GIVEN REQUEST: Please rewrite the listing below with every "Point out every instance of" replaced by "Mark each occurrence of", leaving everything else unchanged.

EXTRACTED RECORDS:
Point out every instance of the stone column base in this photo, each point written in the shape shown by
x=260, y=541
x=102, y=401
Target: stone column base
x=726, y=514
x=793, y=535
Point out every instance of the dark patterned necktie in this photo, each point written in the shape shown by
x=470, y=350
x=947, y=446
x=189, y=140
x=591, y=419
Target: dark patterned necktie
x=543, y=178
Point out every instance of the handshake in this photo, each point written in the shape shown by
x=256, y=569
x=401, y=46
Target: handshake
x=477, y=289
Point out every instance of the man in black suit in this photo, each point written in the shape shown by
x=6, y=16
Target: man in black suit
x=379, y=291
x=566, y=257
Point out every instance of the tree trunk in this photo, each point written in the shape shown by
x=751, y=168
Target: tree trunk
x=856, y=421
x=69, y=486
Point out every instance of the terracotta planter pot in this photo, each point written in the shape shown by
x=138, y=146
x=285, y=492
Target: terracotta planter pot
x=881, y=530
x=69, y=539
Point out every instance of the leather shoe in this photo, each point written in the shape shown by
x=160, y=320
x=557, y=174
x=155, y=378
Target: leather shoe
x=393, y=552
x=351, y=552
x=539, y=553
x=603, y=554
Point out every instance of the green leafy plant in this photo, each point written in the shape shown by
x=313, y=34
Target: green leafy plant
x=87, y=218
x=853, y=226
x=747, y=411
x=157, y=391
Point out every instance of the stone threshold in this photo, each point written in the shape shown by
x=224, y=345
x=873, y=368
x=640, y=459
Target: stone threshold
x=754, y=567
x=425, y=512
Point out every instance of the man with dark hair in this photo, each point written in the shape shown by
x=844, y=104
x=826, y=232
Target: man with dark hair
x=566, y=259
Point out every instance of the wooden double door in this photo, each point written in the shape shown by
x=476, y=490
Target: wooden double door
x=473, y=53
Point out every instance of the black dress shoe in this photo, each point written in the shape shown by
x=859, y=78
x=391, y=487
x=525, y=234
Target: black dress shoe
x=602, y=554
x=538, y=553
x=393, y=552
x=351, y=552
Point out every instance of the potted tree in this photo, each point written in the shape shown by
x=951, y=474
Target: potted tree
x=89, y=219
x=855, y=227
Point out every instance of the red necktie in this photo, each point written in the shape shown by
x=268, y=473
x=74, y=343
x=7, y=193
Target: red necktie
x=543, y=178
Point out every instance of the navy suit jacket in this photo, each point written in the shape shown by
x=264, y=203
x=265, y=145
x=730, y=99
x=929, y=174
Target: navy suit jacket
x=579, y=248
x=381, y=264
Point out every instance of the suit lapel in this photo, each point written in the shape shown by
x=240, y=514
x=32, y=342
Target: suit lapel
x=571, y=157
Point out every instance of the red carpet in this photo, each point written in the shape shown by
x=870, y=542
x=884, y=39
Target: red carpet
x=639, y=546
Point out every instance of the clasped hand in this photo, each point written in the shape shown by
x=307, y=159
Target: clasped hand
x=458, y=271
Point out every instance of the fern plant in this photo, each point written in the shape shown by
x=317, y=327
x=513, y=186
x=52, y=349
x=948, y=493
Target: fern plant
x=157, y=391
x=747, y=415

EXPECTED ANSWER:
Mark each occurrence of the stone column base in this photo, each point written in the shape shown by
x=260, y=541
x=102, y=401
Target: stone column base
x=726, y=514
x=793, y=535
Mark each occurrence of the dark patterned necktie in this photo, each point written in the shape shown by
x=470, y=350
x=947, y=446
x=189, y=140
x=591, y=419
Target: dark patterned necktie
x=543, y=178
Mark each occurrence of the handshake in this photo, each point written in the shape shown by
x=256, y=569
x=401, y=46
Target: handshake
x=477, y=289
Mark each occurrence of the man in black suit in this photo, each point written in the shape shown by
x=6, y=16
Target: man in black suit
x=379, y=291
x=566, y=257
Mark each occurrence of the tree trunk in this photo, each point written in the shape shown by
x=751, y=168
Target: tree trunk
x=856, y=421
x=69, y=486
Mark each occurrence of the terracotta planter pot in this photo, each point written in the shape shown by
x=138, y=146
x=285, y=492
Target: terracotta planter pot
x=881, y=530
x=69, y=539
Mark each occurrence of the leather shoe in this photo, each point written in the shape shown by
x=160, y=320
x=557, y=174
x=155, y=378
Target: leather shoe
x=393, y=552
x=351, y=552
x=539, y=553
x=603, y=554
Mark each occurrence of the green leafy plant in this photo, each point written in the shape shown by
x=313, y=34
Target: green leafy plant
x=87, y=218
x=853, y=226
x=747, y=411
x=157, y=391
Mark each occurrence of the stone threshold in this photo, each point written in the shape shown by
x=224, y=345
x=873, y=368
x=640, y=459
Target: stone threshold
x=754, y=567
x=425, y=512
Mark each occurrence of the man with dark hair in this photo, each point written in the shape shown by
x=844, y=104
x=826, y=232
Target: man with dark hair
x=566, y=259
Mark each occurrence of the wooden double door in this photo, each point written in the shape shown by
x=476, y=490
Target: wooden double door
x=473, y=53
Mark each occurrence of the black dress shoe in this photo, each point written in the shape shown by
x=859, y=78
x=391, y=487
x=525, y=234
Target: black dress shoe
x=602, y=554
x=538, y=553
x=393, y=552
x=351, y=552
Mark each occurrence of the potted tree in this photo, each point written in the shape shown by
x=951, y=474
Target: potted tree
x=89, y=219
x=855, y=227
Mark each occurrence of the red necktie in this photo, each point written in the shape shown by
x=268, y=473
x=74, y=343
x=7, y=193
Target: red necktie
x=543, y=178
Mark each occurrence of the navy suit jacket in this photo, each point written in the shape shown by
x=264, y=203
x=265, y=145
x=730, y=99
x=929, y=174
Target: navy suit jacket
x=579, y=248
x=381, y=264
Mark each occurrence of the suit lapel in this photo, each point written in the shape shown by
x=240, y=514
x=32, y=342
Target: suit lapel
x=571, y=157
Mark each occurrence of the red carpet in this photo, each point written in the shape shown by
x=870, y=542
x=884, y=39
Target: red carpet
x=639, y=546
Mark each occurrence of the clasped hand in this photo, each point written in the shape shown by
x=307, y=159
Target: clasped hand
x=458, y=271
Mark each occurrence of the fern plant in this photo, each point written in the shape shown by
x=317, y=327
x=513, y=186
x=52, y=349
x=948, y=493
Target: fern plant
x=157, y=391
x=747, y=415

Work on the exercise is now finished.